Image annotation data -
[start]
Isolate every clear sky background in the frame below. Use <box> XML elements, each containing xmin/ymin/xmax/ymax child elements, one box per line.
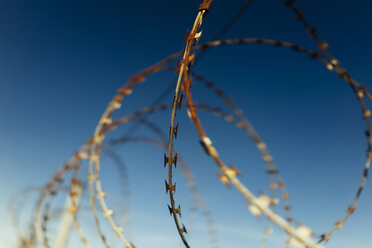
<box><xmin>0</xmin><ymin>0</ymin><xmax>372</xmax><ymax>248</ymax></box>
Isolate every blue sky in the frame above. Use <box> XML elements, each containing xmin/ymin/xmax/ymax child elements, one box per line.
<box><xmin>0</xmin><ymin>0</ymin><xmax>372</xmax><ymax>248</ymax></box>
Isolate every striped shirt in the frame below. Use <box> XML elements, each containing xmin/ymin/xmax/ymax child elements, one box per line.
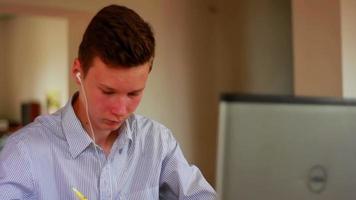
<box><xmin>0</xmin><ymin>96</ymin><xmax>216</xmax><ymax>200</ymax></box>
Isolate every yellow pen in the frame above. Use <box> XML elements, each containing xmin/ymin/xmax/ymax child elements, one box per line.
<box><xmin>72</xmin><ymin>187</ymin><xmax>88</xmax><ymax>200</ymax></box>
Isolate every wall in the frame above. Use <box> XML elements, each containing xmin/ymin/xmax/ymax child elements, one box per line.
<box><xmin>292</xmin><ymin>0</ymin><xmax>342</xmax><ymax>97</ymax></box>
<box><xmin>3</xmin><ymin>16</ymin><xmax>68</xmax><ymax>121</ymax></box>
<box><xmin>216</xmin><ymin>0</ymin><xmax>293</xmax><ymax>94</ymax></box>
<box><xmin>340</xmin><ymin>0</ymin><xmax>356</xmax><ymax>98</ymax></box>
<box><xmin>0</xmin><ymin>15</ymin><xmax>7</xmax><ymax>119</ymax></box>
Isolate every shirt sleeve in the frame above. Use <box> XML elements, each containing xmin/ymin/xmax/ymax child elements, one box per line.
<box><xmin>160</xmin><ymin>129</ymin><xmax>217</xmax><ymax>200</ymax></box>
<box><xmin>0</xmin><ymin>139</ymin><xmax>34</xmax><ymax>200</ymax></box>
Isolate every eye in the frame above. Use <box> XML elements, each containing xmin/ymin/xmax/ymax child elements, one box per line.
<box><xmin>128</xmin><ymin>91</ymin><xmax>141</xmax><ymax>97</ymax></box>
<box><xmin>101</xmin><ymin>89</ymin><xmax>115</xmax><ymax>95</ymax></box>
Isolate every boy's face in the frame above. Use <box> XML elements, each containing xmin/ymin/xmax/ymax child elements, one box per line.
<box><xmin>73</xmin><ymin>57</ymin><xmax>150</xmax><ymax>131</ymax></box>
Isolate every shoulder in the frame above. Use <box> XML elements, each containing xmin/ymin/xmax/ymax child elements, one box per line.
<box><xmin>5</xmin><ymin>112</ymin><xmax>61</xmax><ymax>151</ymax></box>
<box><xmin>129</xmin><ymin>114</ymin><xmax>176</xmax><ymax>151</ymax></box>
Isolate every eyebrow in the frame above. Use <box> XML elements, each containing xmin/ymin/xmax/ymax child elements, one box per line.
<box><xmin>99</xmin><ymin>83</ymin><xmax>145</xmax><ymax>93</ymax></box>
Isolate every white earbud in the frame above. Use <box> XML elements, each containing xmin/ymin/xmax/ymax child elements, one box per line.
<box><xmin>75</xmin><ymin>72</ymin><xmax>82</xmax><ymax>83</ymax></box>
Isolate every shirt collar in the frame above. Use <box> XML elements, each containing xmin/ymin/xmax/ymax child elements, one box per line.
<box><xmin>62</xmin><ymin>92</ymin><xmax>93</xmax><ymax>158</ymax></box>
<box><xmin>62</xmin><ymin>92</ymin><xmax>133</xmax><ymax>158</ymax></box>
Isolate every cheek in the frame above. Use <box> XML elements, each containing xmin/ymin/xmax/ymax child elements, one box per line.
<box><xmin>127</xmin><ymin>96</ymin><xmax>142</xmax><ymax>113</ymax></box>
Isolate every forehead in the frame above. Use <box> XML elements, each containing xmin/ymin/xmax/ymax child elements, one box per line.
<box><xmin>87</xmin><ymin>57</ymin><xmax>150</xmax><ymax>86</ymax></box>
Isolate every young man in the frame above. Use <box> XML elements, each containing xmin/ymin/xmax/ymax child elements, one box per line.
<box><xmin>0</xmin><ymin>5</ymin><xmax>216</xmax><ymax>200</ymax></box>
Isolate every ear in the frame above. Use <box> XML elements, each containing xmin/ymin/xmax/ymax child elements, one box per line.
<box><xmin>71</xmin><ymin>58</ymin><xmax>83</xmax><ymax>85</ymax></box>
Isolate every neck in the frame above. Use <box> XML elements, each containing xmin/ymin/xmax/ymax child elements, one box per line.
<box><xmin>72</xmin><ymin>95</ymin><xmax>118</xmax><ymax>155</ymax></box>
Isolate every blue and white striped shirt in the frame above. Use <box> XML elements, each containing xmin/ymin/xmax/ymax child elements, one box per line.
<box><xmin>0</xmin><ymin>96</ymin><xmax>216</xmax><ymax>200</ymax></box>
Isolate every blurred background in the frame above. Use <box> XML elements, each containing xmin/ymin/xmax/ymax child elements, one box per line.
<box><xmin>0</xmin><ymin>0</ymin><xmax>356</xmax><ymax>188</ymax></box>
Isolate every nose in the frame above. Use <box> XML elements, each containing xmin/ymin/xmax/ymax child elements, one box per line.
<box><xmin>111</xmin><ymin>97</ymin><xmax>128</xmax><ymax>118</ymax></box>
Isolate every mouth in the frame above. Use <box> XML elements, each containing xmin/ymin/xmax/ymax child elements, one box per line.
<box><xmin>104</xmin><ymin>119</ymin><xmax>123</xmax><ymax>126</ymax></box>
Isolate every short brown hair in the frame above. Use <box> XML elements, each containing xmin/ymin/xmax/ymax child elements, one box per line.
<box><xmin>78</xmin><ymin>5</ymin><xmax>155</xmax><ymax>75</ymax></box>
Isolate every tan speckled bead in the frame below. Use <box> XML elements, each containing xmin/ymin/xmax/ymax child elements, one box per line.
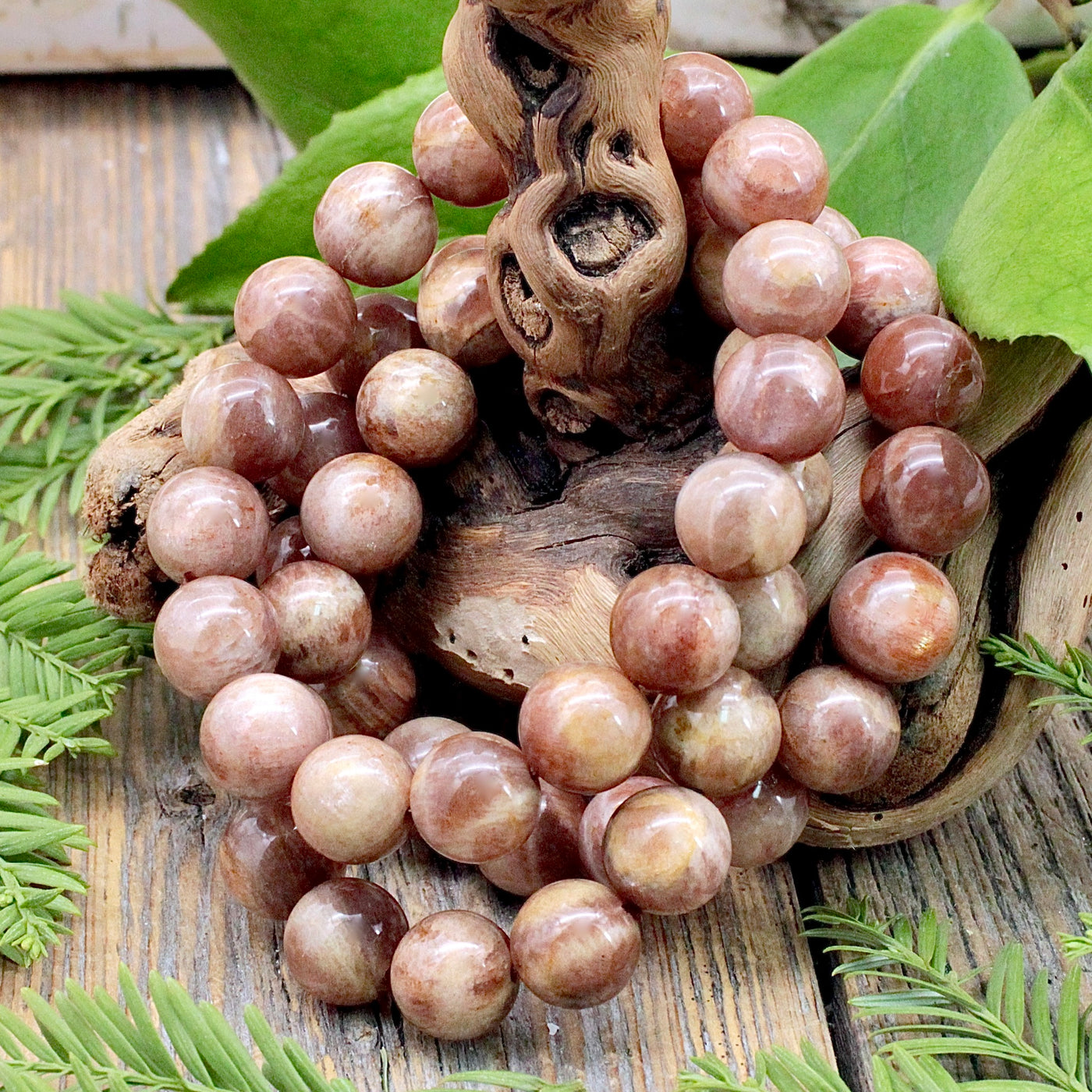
<box><xmin>218</xmin><ymin>800</ymin><xmax>344</xmax><ymax>922</ymax></box>
<box><xmin>356</xmin><ymin>349</ymin><xmax>477</xmax><ymax>467</ymax></box>
<box><xmin>778</xmin><ymin>667</ymin><xmax>902</xmax><ymax>795</ymax></box>
<box><xmin>653</xmin><ymin>667</ymin><xmax>781</xmax><ymax>800</ymax></box>
<box><xmin>300</xmin><ymin>453</ymin><xmax>425</xmax><ymax>573</ymax></box>
<box><xmin>391</xmin><ymin>909</ymin><xmax>519</xmax><ymax>1041</ymax></box>
<box><xmin>410</xmin><ymin>732</ymin><xmax>541</xmax><ymax>865</ymax></box>
<box><xmin>292</xmin><ymin>736</ymin><xmax>413</xmax><ymax>865</ymax></box>
<box><xmin>519</xmin><ymin>664</ymin><xmax>652</xmax><ymax>792</ymax></box>
<box><xmin>729</xmin><ymin>565</ymin><xmax>808</xmax><ymax>672</ymax></box>
<box><xmin>284</xmin><ymin>877</ymin><xmax>409</xmax><ymax>1005</ymax></box>
<box><xmin>603</xmin><ymin>785</ymin><xmax>732</xmax><ymax>914</ymax></box>
<box><xmin>830</xmin><ymin>552</ymin><xmax>959</xmax><ymax>682</ymax></box>
<box><xmin>511</xmin><ymin>879</ymin><xmax>641</xmax><ymax>1009</ymax></box>
<box><xmin>152</xmin><ymin>576</ymin><xmax>281</xmax><ymax>701</ymax></box>
<box><xmin>417</xmin><ymin>235</ymin><xmax>512</xmax><ymax>368</ymax></box>
<box><xmin>201</xmin><ymin>674</ymin><xmax>332</xmax><ymax>800</ymax></box>
<box><xmin>675</xmin><ymin>452</ymin><xmax>807</xmax><ymax>580</ymax></box>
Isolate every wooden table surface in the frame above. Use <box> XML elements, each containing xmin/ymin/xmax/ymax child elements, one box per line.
<box><xmin>0</xmin><ymin>76</ymin><xmax>1092</xmax><ymax>1092</ymax></box>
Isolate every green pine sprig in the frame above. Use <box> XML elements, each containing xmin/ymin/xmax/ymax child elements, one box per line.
<box><xmin>0</xmin><ymin>292</ymin><xmax>230</xmax><ymax>534</ymax></box>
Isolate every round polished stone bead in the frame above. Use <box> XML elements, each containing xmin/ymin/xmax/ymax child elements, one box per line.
<box><xmin>218</xmin><ymin>800</ymin><xmax>344</xmax><ymax>922</ymax></box>
<box><xmin>729</xmin><ymin>565</ymin><xmax>808</xmax><ymax>672</ymax></box>
<box><xmin>292</xmin><ymin>736</ymin><xmax>413</xmax><ymax>865</ymax></box>
<box><xmin>660</xmin><ymin>52</ymin><xmax>754</xmax><ymax>170</ymax></box>
<box><xmin>235</xmin><ymin>257</ymin><xmax>356</xmax><ymax>378</ymax></box>
<box><xmin>410</xmin><ymin>732</ymin><xmax>541</xmax><ymax>865</ymax></box>
<box><xmin>511</xmin><ymin>879</ymin><xmax>641</xmax><ymax>1009</ymax></box>
<box><xmin>183</xmin><ymin>360</ymin><xmax>307</xmax><ymax>481</ymax></box>
<box><xmin>716</xmin><ymin>334</ymin><xmax>846</xmax><ymax>462</ymax></box>
<box><xmin>478</xmin><ymin>781</ymin><xmax>584</xmax><ymax>898</ymax></box>
<box><xmin>603</xmin><ymin>785</ymin><xmax>732</xmax><ymax>914</ymax></box>
<box><xmin>860</xmin><ymin>425</ymin><xmax>991</xmax><ymax>554</ymax></box>
<box><xmin>201</xmin><ymin>672</ymin><xmax>333</xmax><ymax>800</ymax></box>
<box><xmin>720</xmin><ymin>767</ymin><xmax>810</xmax><ymax>868</ymax></box>
<box><xmin>611</xmin><ymin>565</ymin><xmax>739</xmax><ymax>693</ymax></box>
<box><xmin>413</xmin><ymin>90</ymin><xmax>508</xmax><ymax>208</ymax></box>
<box><xmin>830</xmin><ymin>554</ymin><xmax>959</xmax><ymax>682</ymax></box>
<box><xmin>701</xmin><ymin>115</ymin><xmax>830</xmax><ymax>235</ymax></box>
<box><xmin>653</xmin><ymin>667</ymin><xmax>781</xmax><ymax>800</ymax></box>
<box><xmin>356</xmin><ymin>349</ymin><xmax>477</xmax><ymax>467</ymax></box>
<box><xmin>145</xmin><ymin>466</ymin><xmax>270</xmax><ymax>583</ymax></box>
<box><xmin>284</xmin><ymin>877</ymin><xmax>410</xmax><ymax>1005</ymax></box>
<box><xmin>860</xmin><ymin>314</ymin><xmax>986</xmax><ymax>432</ymax></box>
<box><xmin>152</xmin><ymin>576</ymin><xmax>281</xmax><ymax>701</ymax></box>
<box><xmin>724</xmin><ymin>219</ymin><xmax>849</xmax><ymax>341</ymax></box>
<box><xmin>262</xmin><ymin>562</ymin><xmax>371</xmax><ymax>682</ymax></box>
<box><xmin>314</xmin><ymin>629</ymin><xmax>417</xmax><ymax>739</ymax></box>
<box><xmin>300</xmin><ymin>453</ymin><xmax>425</xmax><ymax>573</ymax></box>
<box><xmin>417</xmin><ymin>235</ymin><xmax>512</xmax><ymax>368</ymax></box>
<box><xmin>391</xmin><ymin>909</ymin><xmax>519</xmax><ymax>1041</ymax></box>
<box><xmin>675</xmin><ymin>452</ymin><xmax>807</xmax><ymax>580</ymax></box>
<box><xmin>830</xmin><ymin>235</ymin><xmax>940</xmax><ymax>360</ymax></box>
<box><xmin>519</xmin><ymin>664</ymin><xmax>652</xmax><ymax>792</ymax></box>
<box><xmin>270</xmin><ymin>391</ymin><xmax>363</xmax><ymax>505</ymax></box>
<box><xmin>778</xmin><ymin>667</ymin><xmax>902</xmax><ymax>795</ymax></box>
<box><xmin>314</xmin><ymin>163</ymin><xmax>440</xmax><ymax>288</ymax></box>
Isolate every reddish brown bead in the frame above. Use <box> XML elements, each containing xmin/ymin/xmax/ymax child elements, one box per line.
<box><xmin>716</xmin><ymin>334</ymin><xmax>846</xmax><ymax>462</ymax></box>
<box><xmin>262</xmin><ymin>562</ymin><xmax>371</xmax><ymax>682</ymax></box>
<box><xmin>314</xmin><ymin>163</ymin><xmax>440</xmax><ymax>288</ymax></box>
<box><xmin>218</xmin><ymin>800</ymin><xmax>344</xmax><ymax>922</ymax></box>
<box><xmin>201</xmin><ymin>674</ymin><xmax>332</xmax><ymax>800</ymax></box>
<box><xmin>316</xmin><ymin>630</ymin><xmax>417</xmax><ymax>739</ymax></box>
<box><xmin>152</xmin><ymin>576</ymin><xmax>281</xmax><ymax>701</ymax></box>
<box><xmin>860</xmin><ymin>425</ymin><xmax>991</xmax><ymax>554</ymax></box>
<box><xmin>778</xmin><ymin>667</ymin><xmax>902</xmax><ymax>795</ymax></box>
<box><xmin>660</xmin><ymin>52</ymin><xmax>754</xmax><ymax>170</ymax></box>
<box><xmin>284</xmin><ymin>877</ymin><xmax>410</xmax><ymax>1005</ymax></box>
<box><xmin>512</xmin><ymin>879</ymin><xmax>641</xmax><ymax>1009</ymax></box>
<box><xmin>413</xmin><ymin>90</ymin><xmax>508</xmax><ymax>208</ymax></box>
<box><xmin>830</xmin><ymin>554</ymin><xmax>959</xmax><ymax>682</ymax></box>
<box><xmin>675</xmin><ymin>452</ymin><xmax>807</xmax><ymax>580</ymax></box>
<box><xmin>410</xmin><ymin>732</ymin><xmax>541</xmax><ymax>865</ymax></box>
<box><xmin>300</xmin><ymin>454</ymin><xmax>425</xmax><ymax>573</ymax></box>
<box><xmin>830</xmin><ymin>235</ymin><xmax>940</xmax><ymax>358</ymax></box>
<box><xmin>720</xmin><ymin>767</ymin><xmax>810</xmax><ymax>868</ymax></box>
<box><xmin>654</xmin><ymin>667</ymin><xmax>781</xmax><ymax>800</ymax></box>
<box><xmin>611</xmin><ymin>565</ymin><xmax>739</xmax><ymax>693</ymax></box>
<box><xmin>235</xmin><ymin>257</ymin><xmax>356</xmax><ymax>378</ymax></box>
<box><xmin>729</xmin><ymin>565</ymin><xmax>808</xmax><ymax>672</ymax></box>
<box><xmin>292</xmin><ymin>736</ymin><xmax>413</xmax><ymax>865</ymax></box>
<box><xmin>701</xmin><ymin>115</ymin><xmax>830</xmax><ymax>235</ymax></box>
<box><xmin>145</xmin><ymin>466</ymin><xmax>270</xmax><ymax>583</ymax></box>
<box><xmin>391</xmin><ymin>909</ymin><xmax>519</xmax><ymax>1041</ymax></box>
<box><xmin>519</xmin><ymin>664</ymin><xmax>652</xmax><ymax>792</ymax></box>
<box><xmin>478</xmin><ymin>781</ymin><xmax>584</xmax><ymax>898</ymax></box>
<box><xmin>603</xmin><ymin>785</ymin><xmax>732</xmax><ymax>914</ymax></box>
<box><xmin>183</xmin><ymin>360</ymin><xmax>306</xmax><ymax>481</ymax></box>
<box><xmin>270</xmin><ymin>391</ymin><xmax>363</xmax><ymax>505</ymax></box>
<box><xmin>860</xmin><ymin>314</ymin><xmax>986</xmax><ymax>432</ymax></box>
<box><xmin>356</xmin><ymin>349</ymin><xmax>477</xmax><ymax>467</ymax></box>
<box><xmin>417</xmin><ymin>235</ymin><xmax>512</xmax><ymax>368</ymax></box>
<box><xmin>724</xmin><ymin>219</ymin><xmax>849</xmax><ymax>341</ymax></box>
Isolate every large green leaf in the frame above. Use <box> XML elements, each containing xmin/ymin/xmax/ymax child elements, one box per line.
<box><xmin>167</xmin><ymin>68</ymin><xmax>498</xmax><ymax>314</ymax></box>
<box><xmin>939</xmin><ymin>43</ymin><xmax>1092</xmax><ymax>360</ymax></box>
<box><xmin>175</xmin><ymin>0</ymin><xmax>456</xmax><ymax>147</ymax></box>
<box><xmin>756</xmin><ymin>0</ymin><xmax>1031</xmax><ymax>261</ymax></box>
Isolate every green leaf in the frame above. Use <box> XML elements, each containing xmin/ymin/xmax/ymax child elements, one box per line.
<box><xmin>754</xmin><ymin>0</ymin><xmax>1031</xmax><ymax>261</ymax></box>
<box><xmin>938</xmin><ymin>43</ymin><xmax>1092</xmax><ymax>360</ymax></box>
<box><xmin>168</xmin><ymin>68</ymin><xmax>499</xmax><ymax>314</ymax></box>
<box><xmin>175</xmin><ymin>0</ymin><xmax>456</xmax><ymax>147</ymax></box>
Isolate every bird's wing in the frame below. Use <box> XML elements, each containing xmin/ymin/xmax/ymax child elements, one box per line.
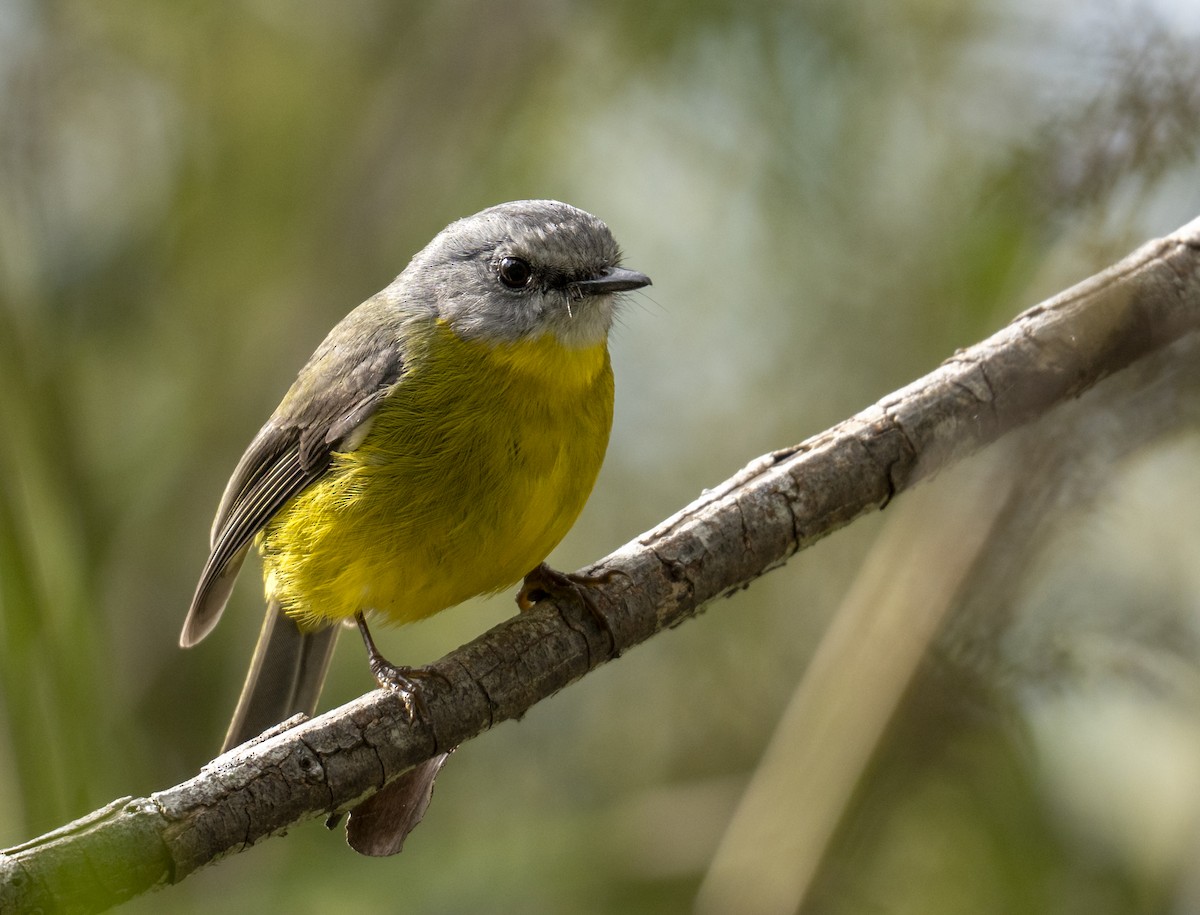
[end]
Goal - Please show every line from the entries above that contains the word "striped", copying each line in full. Case counts, so include only lines where the word matches in case.

Output below -
Isolate every striped shirt in the frame below. Use <box> XML elements, each containing xmin/ymin/xmax/ymax child elements, one box per line.
Isolate every blue and white striped shirt in the frame above. Use <box> XML elements, each containing xmin/ymin/xmax/ymax child elements, one box per line.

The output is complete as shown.